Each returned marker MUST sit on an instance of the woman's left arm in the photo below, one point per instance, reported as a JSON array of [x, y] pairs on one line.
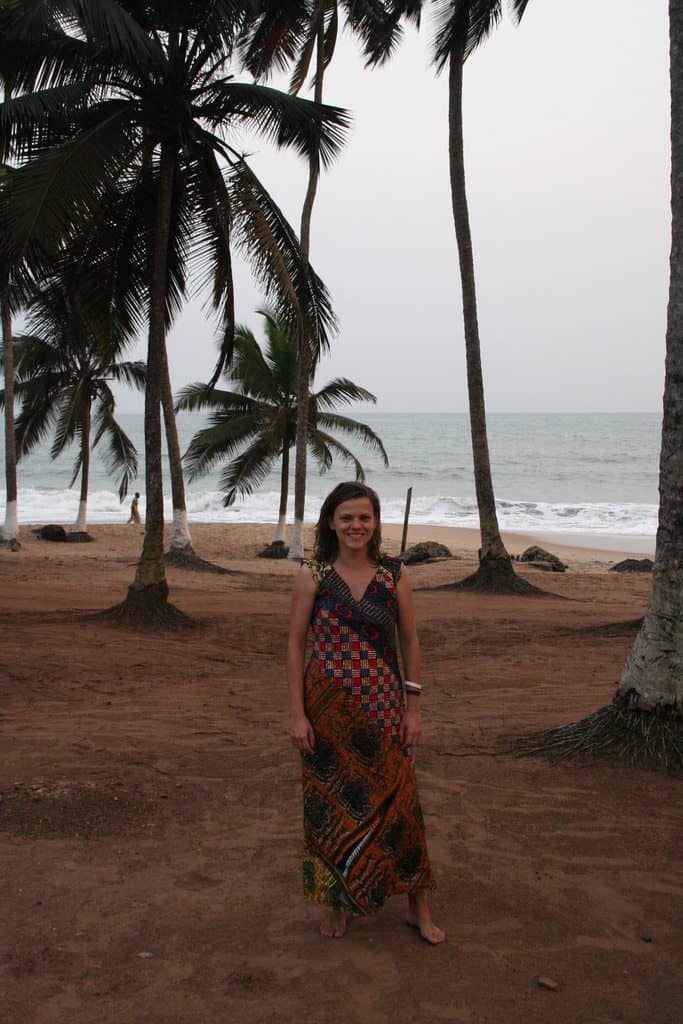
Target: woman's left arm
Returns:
[[411, 726]]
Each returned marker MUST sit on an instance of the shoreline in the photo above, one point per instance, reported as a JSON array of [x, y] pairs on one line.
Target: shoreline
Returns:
[[463, 541]]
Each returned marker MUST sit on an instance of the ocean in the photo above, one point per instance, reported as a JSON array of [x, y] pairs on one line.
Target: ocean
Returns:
[[566, 474]]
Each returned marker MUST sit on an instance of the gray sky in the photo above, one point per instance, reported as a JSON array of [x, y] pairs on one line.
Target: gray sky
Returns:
[[566, 124]]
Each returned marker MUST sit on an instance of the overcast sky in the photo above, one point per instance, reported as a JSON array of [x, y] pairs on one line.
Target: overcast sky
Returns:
[[566, 138]]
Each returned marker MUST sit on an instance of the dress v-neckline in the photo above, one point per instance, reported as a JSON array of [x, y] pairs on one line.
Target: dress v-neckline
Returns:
[[355, 599]]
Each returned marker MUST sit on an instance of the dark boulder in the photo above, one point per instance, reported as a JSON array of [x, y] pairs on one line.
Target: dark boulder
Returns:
[[542, 559], [424, 552], [634, 565], [275, 549], [51, 532]]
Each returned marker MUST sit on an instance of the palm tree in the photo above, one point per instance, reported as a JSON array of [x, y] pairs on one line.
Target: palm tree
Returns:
[[63, 375], [644, 722], [10, 528], [141, 100], [258, 419], [302, 31], [462, 26]]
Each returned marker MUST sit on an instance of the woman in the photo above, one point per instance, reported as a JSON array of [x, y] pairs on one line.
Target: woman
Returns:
[[354, 722]]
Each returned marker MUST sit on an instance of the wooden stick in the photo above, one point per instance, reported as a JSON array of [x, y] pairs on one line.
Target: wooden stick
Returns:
[[403, 539]]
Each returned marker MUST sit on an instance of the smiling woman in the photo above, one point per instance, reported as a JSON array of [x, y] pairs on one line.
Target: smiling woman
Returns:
[[354, 722]]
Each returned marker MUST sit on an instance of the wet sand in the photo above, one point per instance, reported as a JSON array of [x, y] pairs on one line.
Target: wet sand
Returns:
[[150, 821]]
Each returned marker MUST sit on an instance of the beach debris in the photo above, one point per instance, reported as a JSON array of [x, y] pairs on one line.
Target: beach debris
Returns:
[[633, 565], [275, 549], [51, 532], [541, 559], [424, 552]]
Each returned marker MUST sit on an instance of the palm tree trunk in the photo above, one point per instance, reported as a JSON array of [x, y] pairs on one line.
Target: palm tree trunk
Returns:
[[148, 592], [305, 355], [180, 542], [284, 488], [653, 674], [10, 529], [80, 526], [493, 554]]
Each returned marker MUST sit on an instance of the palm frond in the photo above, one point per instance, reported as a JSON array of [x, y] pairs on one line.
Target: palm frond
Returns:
[[111, 27], [342, 391], [211, 247], [248, 471], [220, 440], [78, 462], [335, 448], [315, 131], [270, 245], [63, 186], [359, 431], [302, 65], [134, 374], [197, 397], [121, 453], [32, 425], [68, 418]]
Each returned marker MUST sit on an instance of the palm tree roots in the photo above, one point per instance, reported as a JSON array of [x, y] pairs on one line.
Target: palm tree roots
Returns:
[[649, 737], [495, 576], [186, 559], [147, 606]]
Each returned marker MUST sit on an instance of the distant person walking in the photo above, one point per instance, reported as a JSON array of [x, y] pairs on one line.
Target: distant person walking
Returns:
[[134, 509]]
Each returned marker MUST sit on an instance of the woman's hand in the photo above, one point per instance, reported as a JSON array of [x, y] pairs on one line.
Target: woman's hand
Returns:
[[302, 734], [411, 727]]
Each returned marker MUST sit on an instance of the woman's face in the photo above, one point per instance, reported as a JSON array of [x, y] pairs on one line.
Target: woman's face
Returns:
[[353, 522]]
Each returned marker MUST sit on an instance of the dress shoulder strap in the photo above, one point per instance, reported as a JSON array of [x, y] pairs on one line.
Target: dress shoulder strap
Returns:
[[394, 565], [318, 570]]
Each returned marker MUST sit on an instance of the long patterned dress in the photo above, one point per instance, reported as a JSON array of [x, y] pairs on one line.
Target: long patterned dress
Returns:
[[364, 830]]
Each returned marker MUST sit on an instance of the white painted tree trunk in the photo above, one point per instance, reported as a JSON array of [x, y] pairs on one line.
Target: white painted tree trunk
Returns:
[[305, 355], [180, 539], [296, 540], [282, 528], [80, 526], [653, 673], [10, 530]]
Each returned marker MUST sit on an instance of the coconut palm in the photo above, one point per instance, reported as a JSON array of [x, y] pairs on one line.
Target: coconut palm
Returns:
[[255, 424], [10, 526], [63, 377], [644, 722], [302, 32], [462, 26], [141, 99]]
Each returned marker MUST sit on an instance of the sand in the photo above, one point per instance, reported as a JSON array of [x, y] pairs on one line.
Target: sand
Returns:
[[150, 821]]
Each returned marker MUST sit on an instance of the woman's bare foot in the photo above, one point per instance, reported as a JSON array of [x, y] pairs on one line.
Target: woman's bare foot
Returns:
[[333, 925], [419, 915]]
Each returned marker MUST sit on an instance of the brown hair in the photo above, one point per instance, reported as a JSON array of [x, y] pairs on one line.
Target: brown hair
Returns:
[[326, 539]]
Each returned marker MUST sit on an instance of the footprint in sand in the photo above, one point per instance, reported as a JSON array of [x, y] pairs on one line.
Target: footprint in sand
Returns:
[[195, 880]]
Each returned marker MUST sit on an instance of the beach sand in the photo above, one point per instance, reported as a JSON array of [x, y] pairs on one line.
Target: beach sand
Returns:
[[150, 821]]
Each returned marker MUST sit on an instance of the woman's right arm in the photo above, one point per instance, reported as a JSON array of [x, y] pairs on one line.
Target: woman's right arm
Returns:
[[303, 599]]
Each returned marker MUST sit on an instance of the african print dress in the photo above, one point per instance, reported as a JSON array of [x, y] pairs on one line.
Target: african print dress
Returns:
[[364, 830]]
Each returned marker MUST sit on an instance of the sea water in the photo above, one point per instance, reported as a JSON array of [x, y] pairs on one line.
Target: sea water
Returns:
[[559, 473]]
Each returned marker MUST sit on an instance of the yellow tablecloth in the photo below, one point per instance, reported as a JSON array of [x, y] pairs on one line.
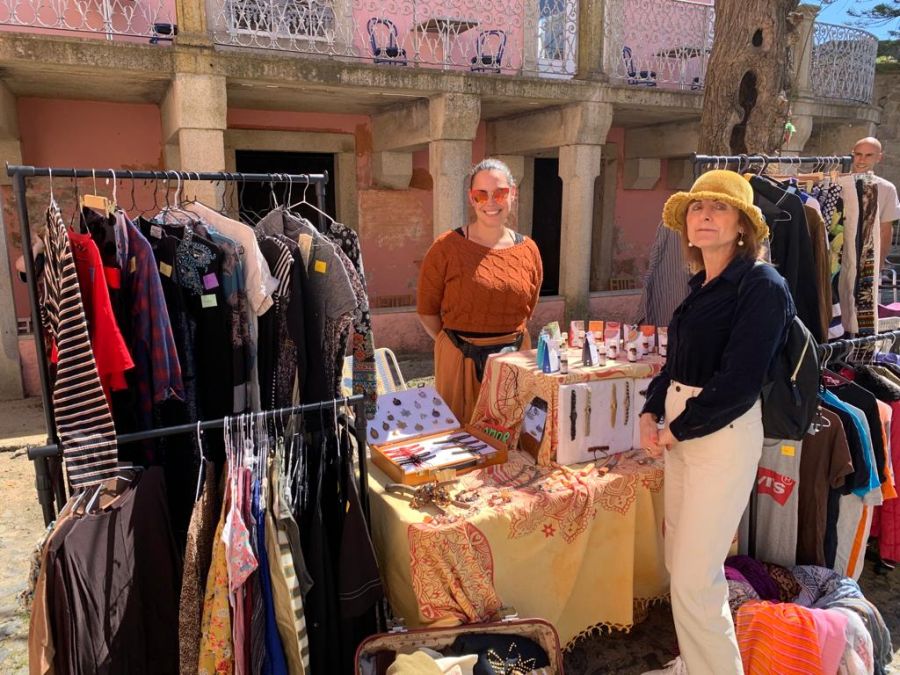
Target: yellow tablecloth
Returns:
[[512, 380], [580, 546]]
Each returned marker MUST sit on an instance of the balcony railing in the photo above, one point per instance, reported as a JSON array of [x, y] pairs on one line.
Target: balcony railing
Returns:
[[843, 63], [144, 20], [531, 37], [658, 43]]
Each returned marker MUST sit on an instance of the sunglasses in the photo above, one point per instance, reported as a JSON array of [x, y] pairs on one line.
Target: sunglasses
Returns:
[[499, 195]]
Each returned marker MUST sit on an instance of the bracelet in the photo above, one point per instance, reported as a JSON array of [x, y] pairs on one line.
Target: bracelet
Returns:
[[587, 410], [573, 415], [627, 402]]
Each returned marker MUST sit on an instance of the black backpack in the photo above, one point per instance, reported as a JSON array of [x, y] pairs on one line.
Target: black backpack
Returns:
[[790, 395]]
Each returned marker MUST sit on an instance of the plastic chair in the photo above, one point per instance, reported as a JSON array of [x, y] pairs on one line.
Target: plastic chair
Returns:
[[387, 373], [485, 61], [646, 78], [392, 53]]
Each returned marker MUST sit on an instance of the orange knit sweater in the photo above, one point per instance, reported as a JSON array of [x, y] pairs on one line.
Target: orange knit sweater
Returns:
[[477, 289]]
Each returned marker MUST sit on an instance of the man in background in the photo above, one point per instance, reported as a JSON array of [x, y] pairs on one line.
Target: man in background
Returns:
[[866, 155]]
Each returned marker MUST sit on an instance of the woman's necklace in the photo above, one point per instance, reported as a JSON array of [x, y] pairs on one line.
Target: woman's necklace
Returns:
[[505, 232]]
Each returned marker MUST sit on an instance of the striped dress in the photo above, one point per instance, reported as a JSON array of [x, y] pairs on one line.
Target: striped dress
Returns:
[[83, 420]]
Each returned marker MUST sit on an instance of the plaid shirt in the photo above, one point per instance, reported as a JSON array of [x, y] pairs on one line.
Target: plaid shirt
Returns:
[[157, 370]]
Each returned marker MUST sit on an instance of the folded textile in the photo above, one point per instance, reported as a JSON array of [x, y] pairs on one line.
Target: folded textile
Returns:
[[778, 638], [788, 586], [756, 574], [858, 656]]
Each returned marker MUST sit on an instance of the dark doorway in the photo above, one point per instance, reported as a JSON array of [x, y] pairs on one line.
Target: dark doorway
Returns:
[[256, 198], [547, 219]]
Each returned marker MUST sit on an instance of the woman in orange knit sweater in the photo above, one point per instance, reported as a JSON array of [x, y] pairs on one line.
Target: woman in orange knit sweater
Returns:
[[478, 286]]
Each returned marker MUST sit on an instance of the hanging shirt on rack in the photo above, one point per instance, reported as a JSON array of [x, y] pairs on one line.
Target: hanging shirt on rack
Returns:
[[328, 303], [83, 420], [364, 377], [110, 352], [259, 282]]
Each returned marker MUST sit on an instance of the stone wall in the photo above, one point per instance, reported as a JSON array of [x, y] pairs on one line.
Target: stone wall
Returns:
[[887, 96]]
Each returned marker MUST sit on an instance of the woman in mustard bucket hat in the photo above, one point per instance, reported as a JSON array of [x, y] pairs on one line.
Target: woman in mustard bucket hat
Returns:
[[703, 410]]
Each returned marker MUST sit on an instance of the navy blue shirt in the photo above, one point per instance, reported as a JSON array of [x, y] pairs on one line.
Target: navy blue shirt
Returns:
[[723, 341]]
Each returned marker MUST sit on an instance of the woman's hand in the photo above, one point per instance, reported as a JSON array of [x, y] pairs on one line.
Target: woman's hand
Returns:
[[649, 433], [666, 439], [653, 439]]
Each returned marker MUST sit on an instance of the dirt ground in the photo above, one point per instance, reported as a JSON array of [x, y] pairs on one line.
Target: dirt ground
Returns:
[[649, 645]]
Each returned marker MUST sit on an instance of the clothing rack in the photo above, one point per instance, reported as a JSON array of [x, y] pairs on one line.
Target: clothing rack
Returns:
[[744, 162], [840, 345], [47, 464]]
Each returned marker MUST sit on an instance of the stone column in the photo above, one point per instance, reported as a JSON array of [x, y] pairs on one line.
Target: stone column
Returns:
[[453, 122], [448, 163], [11, 150], [579, 166], [804, 126], [194, 113], [516, 164]]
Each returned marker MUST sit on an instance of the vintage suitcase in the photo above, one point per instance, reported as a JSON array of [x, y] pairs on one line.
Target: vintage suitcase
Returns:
[[376, 653], [596, 419]]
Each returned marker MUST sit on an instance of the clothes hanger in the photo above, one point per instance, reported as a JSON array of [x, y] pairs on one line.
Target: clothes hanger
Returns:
[[304, 202]]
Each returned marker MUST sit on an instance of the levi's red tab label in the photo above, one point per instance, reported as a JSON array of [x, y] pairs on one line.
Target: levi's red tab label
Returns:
[[778, 486]]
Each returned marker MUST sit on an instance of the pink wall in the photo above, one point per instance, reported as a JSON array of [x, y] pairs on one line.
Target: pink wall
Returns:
[[84, 134], [637, 216]]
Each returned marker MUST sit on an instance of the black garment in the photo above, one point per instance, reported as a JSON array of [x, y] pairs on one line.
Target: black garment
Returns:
[[857, 396], [724, 341], [116, 577], [791, 248]]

****************

> TASK REQUIREMENTS: Rewrite the items from the line containing "the palm tree trunk" through the line containing "[[649, 737], [495, 576], [186, 559], [147, 606]]", substituting "pin" for "marker" and leaving everything else unchanged.

> RESULT:
Each returned pin MUST sit on an instance of the palm tree trunk in the photo above, one point per instance, reported as a JSON array of [x, y] pairs on one line.
Target: palm tree trunk
Returns:
[[148, 592], [305, 355], [180, 542], [284, 488], [653, 674], [10, 529], [80, 526], [493, 554]]
Each returned pin MUST sit on an instance of the palm frond in the photo above, one point per instance, reported as a JSON array of [x, y] pairs on one line.
Target: palm frond
Returns:
[[111, 27], [342, 391], [211, 247], [248, 471], [220, 440], [78, 462], [335, 448], [315, 131], [270, 245], [63, 186], [359, 431], [302, 65], [134, 374], [197, 397], [121, 453], [32, 425], [68, 418]]
Each returned pin MUST sit on an instance of the palm tree roots in the photo above, one point per instance, reported as a JSON array of [x, y] pairs on one line.
Target: palm tree roots
Returns:
[[649, 737], [495, 576], [186, 559], [147, 606]]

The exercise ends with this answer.